─── Excerpt ───
Mildred Sargent has lived every minute of her nearly 102 years to the fullest. Born Mildred Elizabeth Clark in East Atlanta, she was the oldest of five siblings. While her father was working as a policeman, he was pinned between two streetcars, ending his law enforcement career. When she was eight, the family bought a 40-acre dairy farm, and ran a full operation for one year. When pasteurization shut down many small dairies, Mildred’s family converted to vegetable farming, selling tomatoes, beans, onions, and more from their truck.
“We walked two and eight-tenths miles each way every day to school and oh! My legs would ache. We worked on the farm planting and harvesting the crops when we got home.” Mildred recalls. “We would pick the watercress that grew wild on the creek. Our house burned down and we built another one. We never had much but we always found ways to have fun. Our parents insured we had food and clothing and encouraged our education and hard work.”
In school Mildred excelled, winning the state spelling bee and Latin awards and earning a scholarship to Agnes Scott College. She majored in English and served as the assistant make-up editor for the school paper, back when papers had to be physically pasted together or “made up” before printing. She was in the poetry club and named class poet. Mildred taught elementary school in Fulton County for four years and junior high for two years in New York. She left teaching and began her 39 year career with Civil Service. Her jobs as proofreader, editor and education specialist led her to positions in Washington, D.C., New York, Texas and Florida. She says one of the highlights of her career was her 20 months spent in Nuremberg, Germany, working with the post WWII Nuremburg Trials and travelling throughout Europe.
─── Dataset excerpts ───
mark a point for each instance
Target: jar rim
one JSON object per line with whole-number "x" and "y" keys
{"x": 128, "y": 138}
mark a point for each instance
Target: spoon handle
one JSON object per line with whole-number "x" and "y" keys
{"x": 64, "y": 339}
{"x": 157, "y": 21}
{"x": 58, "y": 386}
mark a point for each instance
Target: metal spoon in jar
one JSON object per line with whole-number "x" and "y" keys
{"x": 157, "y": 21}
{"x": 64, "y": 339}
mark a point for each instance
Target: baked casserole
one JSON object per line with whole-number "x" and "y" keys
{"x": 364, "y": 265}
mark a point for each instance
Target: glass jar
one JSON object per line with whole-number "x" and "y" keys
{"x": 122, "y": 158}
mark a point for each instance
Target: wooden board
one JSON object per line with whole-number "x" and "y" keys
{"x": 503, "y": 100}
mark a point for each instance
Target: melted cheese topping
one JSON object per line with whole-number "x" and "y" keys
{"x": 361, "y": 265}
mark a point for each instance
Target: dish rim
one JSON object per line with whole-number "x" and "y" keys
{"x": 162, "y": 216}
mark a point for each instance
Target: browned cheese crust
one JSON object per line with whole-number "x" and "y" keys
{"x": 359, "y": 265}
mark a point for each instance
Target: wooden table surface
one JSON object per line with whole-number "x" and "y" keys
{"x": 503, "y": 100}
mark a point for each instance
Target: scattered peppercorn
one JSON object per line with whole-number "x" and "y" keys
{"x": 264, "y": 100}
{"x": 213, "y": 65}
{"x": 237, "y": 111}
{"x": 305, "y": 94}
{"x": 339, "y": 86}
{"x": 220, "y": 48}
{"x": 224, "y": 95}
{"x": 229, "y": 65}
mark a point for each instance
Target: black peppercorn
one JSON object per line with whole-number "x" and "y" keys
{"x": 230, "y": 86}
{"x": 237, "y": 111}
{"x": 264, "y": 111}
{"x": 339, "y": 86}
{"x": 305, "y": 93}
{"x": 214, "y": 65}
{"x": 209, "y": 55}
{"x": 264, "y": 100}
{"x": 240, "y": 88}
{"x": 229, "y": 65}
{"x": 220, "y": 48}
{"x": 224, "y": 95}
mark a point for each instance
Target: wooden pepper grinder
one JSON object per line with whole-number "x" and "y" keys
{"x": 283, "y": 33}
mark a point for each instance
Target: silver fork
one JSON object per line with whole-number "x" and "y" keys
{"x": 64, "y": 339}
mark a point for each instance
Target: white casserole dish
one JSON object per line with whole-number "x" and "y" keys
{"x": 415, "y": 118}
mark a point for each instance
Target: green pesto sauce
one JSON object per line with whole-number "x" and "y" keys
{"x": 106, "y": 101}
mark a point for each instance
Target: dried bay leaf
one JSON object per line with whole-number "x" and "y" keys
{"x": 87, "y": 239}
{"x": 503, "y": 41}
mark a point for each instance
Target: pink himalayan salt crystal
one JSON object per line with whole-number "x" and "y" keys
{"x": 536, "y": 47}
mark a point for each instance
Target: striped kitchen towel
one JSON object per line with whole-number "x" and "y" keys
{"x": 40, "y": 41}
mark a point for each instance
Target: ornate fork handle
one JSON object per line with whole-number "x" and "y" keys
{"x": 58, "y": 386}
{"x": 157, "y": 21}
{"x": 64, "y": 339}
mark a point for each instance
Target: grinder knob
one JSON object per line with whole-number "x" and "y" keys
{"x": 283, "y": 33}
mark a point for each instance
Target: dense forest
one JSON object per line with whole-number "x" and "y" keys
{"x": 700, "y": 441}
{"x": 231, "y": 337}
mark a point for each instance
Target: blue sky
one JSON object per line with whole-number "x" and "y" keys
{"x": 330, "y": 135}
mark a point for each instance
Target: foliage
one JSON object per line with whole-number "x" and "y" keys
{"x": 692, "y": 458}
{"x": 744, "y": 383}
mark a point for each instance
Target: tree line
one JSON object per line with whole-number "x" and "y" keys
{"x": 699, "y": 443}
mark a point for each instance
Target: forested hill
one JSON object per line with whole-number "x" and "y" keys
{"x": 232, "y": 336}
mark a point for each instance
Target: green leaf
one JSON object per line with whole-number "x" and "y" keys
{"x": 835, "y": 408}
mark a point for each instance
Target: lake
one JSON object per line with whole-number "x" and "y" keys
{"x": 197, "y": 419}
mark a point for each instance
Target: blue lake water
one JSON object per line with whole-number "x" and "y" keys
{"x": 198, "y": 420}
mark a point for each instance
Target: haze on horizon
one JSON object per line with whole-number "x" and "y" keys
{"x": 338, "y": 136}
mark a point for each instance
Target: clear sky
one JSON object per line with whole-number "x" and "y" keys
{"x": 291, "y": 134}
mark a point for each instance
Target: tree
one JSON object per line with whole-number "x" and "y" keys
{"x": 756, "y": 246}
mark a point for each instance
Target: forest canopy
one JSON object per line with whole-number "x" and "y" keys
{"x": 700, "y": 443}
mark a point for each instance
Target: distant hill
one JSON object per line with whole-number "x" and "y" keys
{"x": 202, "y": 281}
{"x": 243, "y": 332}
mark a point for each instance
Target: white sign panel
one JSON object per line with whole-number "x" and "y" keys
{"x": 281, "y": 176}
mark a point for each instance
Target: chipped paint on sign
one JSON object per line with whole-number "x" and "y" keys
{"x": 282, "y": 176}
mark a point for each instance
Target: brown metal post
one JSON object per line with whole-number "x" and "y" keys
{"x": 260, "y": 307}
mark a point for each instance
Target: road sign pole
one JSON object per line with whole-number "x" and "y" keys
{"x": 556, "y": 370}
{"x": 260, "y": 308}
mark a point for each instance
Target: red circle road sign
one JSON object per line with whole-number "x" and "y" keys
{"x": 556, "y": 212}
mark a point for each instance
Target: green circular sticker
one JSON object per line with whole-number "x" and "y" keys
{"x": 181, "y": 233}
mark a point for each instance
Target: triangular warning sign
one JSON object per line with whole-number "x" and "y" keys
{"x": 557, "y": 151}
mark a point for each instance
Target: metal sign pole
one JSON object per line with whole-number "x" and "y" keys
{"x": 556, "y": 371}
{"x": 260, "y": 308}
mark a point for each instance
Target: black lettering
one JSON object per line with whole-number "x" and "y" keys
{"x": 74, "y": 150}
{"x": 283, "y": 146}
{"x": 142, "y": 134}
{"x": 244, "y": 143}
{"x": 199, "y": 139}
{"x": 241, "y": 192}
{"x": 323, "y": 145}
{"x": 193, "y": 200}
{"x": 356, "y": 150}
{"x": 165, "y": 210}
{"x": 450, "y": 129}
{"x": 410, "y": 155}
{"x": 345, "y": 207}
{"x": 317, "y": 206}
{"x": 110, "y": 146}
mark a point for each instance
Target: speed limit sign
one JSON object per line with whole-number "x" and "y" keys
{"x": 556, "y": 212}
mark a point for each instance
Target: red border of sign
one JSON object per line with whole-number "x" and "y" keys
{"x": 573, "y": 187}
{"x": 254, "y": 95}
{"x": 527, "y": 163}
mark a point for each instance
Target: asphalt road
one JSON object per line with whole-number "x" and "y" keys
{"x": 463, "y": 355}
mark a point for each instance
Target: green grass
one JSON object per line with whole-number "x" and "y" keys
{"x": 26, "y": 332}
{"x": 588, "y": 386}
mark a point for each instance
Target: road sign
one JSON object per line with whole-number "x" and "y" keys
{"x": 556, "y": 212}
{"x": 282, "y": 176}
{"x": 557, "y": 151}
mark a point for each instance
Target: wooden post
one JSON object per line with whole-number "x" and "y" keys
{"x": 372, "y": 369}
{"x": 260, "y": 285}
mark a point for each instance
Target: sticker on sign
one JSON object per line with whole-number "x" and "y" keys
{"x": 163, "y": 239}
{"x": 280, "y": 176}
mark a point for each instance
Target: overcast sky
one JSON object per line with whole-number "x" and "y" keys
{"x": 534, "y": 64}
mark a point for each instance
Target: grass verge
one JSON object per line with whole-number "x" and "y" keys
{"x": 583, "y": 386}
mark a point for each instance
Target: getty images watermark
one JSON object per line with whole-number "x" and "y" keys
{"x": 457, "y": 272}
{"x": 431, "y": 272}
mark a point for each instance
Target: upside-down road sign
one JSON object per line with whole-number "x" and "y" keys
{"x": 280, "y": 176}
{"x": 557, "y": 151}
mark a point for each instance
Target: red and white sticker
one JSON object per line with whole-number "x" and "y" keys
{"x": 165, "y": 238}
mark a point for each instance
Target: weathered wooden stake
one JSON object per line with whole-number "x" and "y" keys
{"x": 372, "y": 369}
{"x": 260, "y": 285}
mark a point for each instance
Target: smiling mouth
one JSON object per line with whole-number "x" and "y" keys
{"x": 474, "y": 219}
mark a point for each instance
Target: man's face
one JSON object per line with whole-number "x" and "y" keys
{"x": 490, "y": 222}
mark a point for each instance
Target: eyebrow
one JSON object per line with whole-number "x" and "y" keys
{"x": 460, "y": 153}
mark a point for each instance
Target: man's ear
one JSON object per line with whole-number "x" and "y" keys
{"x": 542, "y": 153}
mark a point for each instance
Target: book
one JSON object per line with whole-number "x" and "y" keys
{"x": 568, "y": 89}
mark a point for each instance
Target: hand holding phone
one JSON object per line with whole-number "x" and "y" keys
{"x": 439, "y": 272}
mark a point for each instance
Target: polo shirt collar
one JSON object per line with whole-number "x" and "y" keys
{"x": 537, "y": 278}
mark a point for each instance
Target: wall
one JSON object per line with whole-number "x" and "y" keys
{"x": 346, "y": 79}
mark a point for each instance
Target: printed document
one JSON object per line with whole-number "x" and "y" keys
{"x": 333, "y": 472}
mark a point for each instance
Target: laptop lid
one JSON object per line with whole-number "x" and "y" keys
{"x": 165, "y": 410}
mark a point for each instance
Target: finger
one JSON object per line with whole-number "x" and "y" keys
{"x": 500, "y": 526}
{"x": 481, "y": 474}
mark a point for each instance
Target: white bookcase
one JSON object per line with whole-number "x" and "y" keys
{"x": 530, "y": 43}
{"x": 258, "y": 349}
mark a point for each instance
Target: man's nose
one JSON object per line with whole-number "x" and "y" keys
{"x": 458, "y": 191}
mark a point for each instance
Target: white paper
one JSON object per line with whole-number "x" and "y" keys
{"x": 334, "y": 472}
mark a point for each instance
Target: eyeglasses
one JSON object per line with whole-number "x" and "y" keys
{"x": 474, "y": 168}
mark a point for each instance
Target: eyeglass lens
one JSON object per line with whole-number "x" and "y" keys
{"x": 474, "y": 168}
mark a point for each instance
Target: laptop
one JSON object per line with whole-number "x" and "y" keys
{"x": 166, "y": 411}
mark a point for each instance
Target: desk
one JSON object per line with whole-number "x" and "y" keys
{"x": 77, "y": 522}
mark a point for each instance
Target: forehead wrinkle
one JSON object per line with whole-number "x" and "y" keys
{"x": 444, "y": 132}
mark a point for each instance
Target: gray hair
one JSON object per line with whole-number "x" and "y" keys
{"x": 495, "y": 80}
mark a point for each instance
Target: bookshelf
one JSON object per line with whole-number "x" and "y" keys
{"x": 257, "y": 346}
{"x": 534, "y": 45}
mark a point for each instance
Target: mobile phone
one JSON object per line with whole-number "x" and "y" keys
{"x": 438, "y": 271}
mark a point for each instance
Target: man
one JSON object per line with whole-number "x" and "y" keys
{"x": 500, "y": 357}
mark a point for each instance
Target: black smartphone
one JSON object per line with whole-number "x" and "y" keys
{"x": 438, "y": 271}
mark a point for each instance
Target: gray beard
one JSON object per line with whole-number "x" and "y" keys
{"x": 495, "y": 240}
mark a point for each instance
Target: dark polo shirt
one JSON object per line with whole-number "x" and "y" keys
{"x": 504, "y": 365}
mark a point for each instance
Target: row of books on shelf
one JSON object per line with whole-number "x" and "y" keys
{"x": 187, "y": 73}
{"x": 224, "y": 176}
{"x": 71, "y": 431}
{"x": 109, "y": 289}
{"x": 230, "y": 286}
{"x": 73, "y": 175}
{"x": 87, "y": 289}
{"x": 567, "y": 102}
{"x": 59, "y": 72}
───
The request: Write the next part of the profile of Mildred Sargent, starting after its final sentence. The rows are separate material and have no connection to the profile of Mildred Sargent.

Output below:
Mildred married James Sargent, a veteran WWII Army Air Corps officer. She says of their 51 years together, “We had a lot of fun. We saw a lot and did a lot and we really lived!”
Mildred has always put her thoughts and ideas down in writing. She has continued writing poems throughout her life. Many of her poems have been published in newspapers such as the New York Times. In celebration of her 100th birthday, she published her poetry book, Country Girl.
Often Mildred reminisces about her life and is amazed at the things that have stayed the same, such as Hershey Bars, ice cream and chewing gum. She marvels at the variety of automobiles and new inventions such as cell phones and computers.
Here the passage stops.